* [Task list]
- 1) In the sensor-cleaning thread, retype the passage from "There are three" to "to remove dust.".
- 2) Summarize the sensor-cleaning thread in two sentences.

* [Excerpt provided]
# 5D Sensor cleaning



## Scarecrow (Oct 23, 2011)

Anyone here ever clean their own sensor? I have a 5D and there is a piece of dust or hair on the sensor. Not all my photos but most of them you can make it out like a hairline crack or something. I hear it is a tad bit difficult to do and was told take it to a camera shop. How long does it take for this procedure to be done and what is the cost. Currious because I'm not any place I can drop it off at right now.


----------



## MLeeK (Oct 23, 2011)

There are a ton of tutorials on the web for cleaning  your own sensor. If you prepare, buy the proper tools for doing it? it's not that bad to do. I'd flip the mirror up and open the shutter for cleaning and see first if there is something (hair) you can actually see and blow out with a blower... if you have one. If not you can buy a bulb syringe in the drug store. DO NOT use canned air. 
To send off for cleaning will probably put you 2 weeks or so without a camera. Time to ship there, clean and ship back. Count on 3 weeks. Be happy when it comes back in about 2 weeks time. 
If you can get into a camera shop? THey'll do it while you wait.


----------



## Scarecrow (Oct 23, 2011)

awesome thanks Leek there are tons of shops here in Tokyo and I will be hitting Hong kong soon as well. " Taking orders who wants what "and where are some good places to go shooting at in Hong kong? I'm looking at night shots and scenic pics of the city and historical sites.


----------



## MLeeK (Oct 23, 2011)

I just want to be there instead of here! Very jealous! LOL!


----------



## Big Mike (Oct 24, 2011)

Cleaning the sensor is something that needs to be done with every DSLR camera, sooner or later.  It's not hard to do, so I'd suggest doing it yourself rather than paying someone else to do it.

There are three basic levels of cleaning.  First is with air.  As mentioned, don't used compressed or canned air...get yourself a bulb blower.  The best ones are the 'rocket' type blowers that have the intake at the bottom.  Activate the camera's cleaning mode (mirror up, shutter open) and blow the dust out while holding the front of the camera downward.

The next level (if that doesn't work), is a physical dry cleaning with a brush.  You can buy sensor brushes like the Arctic Butterfly, from a company called Visible Dust.  They aren't cheap, but you can use them over and over again.  Pretty easy to use, just charge them up (they spin to generate static electricity), then brush the sensor to remove dust. 

If that doesn't get it off, then you'll need to do a wet cleaning.  You can buy 'sensor swabs' and cleaning fluid.  You put a drop of fluid on the swab, the swipe it across the sensor, flip it and swipe again.  

It's actually pretty easy.  People think that the sensor is really delicate, but really, you are just cleaning the window/filter that sits in front of the sensor...so it's not really all that delicate.


----------



## Scarecrow (Oct 24, 2011)

damn some idiot told me to just take the lens off and spray air inside the body. Unfortunately I have done that before. I don't think I messed anything up as my shots are still crisp and clear. So being as Im on a ship in the middle of the ocean right now. Would a surange work just as well for bulb blower?


----------



## Big Mike (Oct 24, 2011)

The problem with sprayed air is that it's not just air.  Canned air often has a propellant in it and any sort of compressed air can have condensation.  You don't want that stuff in your camera.  Also, while the high pressure air may blow dust off of your sensor...it will also kick up all sorts of dust...some of which might find it's way onto your sensor.

I guess that a syringe might work in place of a blower blub.  You'll have to make sure your 'nozzle' is not too small and not too big, so you get a nice blast of air that could remove some dust.


----------



## Scarecrow (Oct 24, 2011)

Thanks for the help Mike.


----------

* [Record set]
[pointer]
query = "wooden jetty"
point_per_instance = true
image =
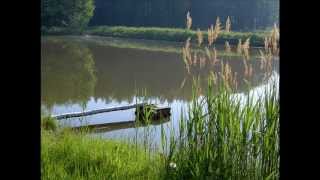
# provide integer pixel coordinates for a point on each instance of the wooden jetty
(145, 114)
(92, 112)
(107, 127)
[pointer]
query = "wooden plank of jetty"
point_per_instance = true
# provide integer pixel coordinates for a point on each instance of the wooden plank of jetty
(112, 126)
(92, 112)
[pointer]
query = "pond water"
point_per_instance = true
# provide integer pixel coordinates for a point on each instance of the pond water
(87, 73)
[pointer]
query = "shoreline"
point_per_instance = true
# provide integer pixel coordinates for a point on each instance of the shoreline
(160, 34)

* [Task-by-task outputs]
- 1)
There are three basic levels of cleaning.  First is with air.  As mentioned, don't used compressed or canned air...get yourself a bulb blower.  The best ones are the 'rocket' type blowers that have the intake at the bottom.  Activate the camera's cleaning mode (mirror up, shutter open) and blow the dust out while holding the front of the camera downward.

The next level (if that doesn't work), is a physical dry cleaning with a brush.  You can buy sensor brushes like the Arctic Butterfly, from a company called Visible Dust.  They aren't cheap, but you can use them over and over again.  Pretty easy to use, just charge them up (they spin to generate static electricity), then brush the sensor to remove dust.

- 2) A 5D owner with dust or a hair on the sensor asks about getting it cleaned and learns that mailing the camera off could leave them without it for two to three weeks, while a camera shop will clean it while they wait. The replies recommend doing the job yourself, first with a bulb blower instead of canned or compressed air, then with a sensor brush, and finally with a wet cleaning using swabs and fluid if the dust remains.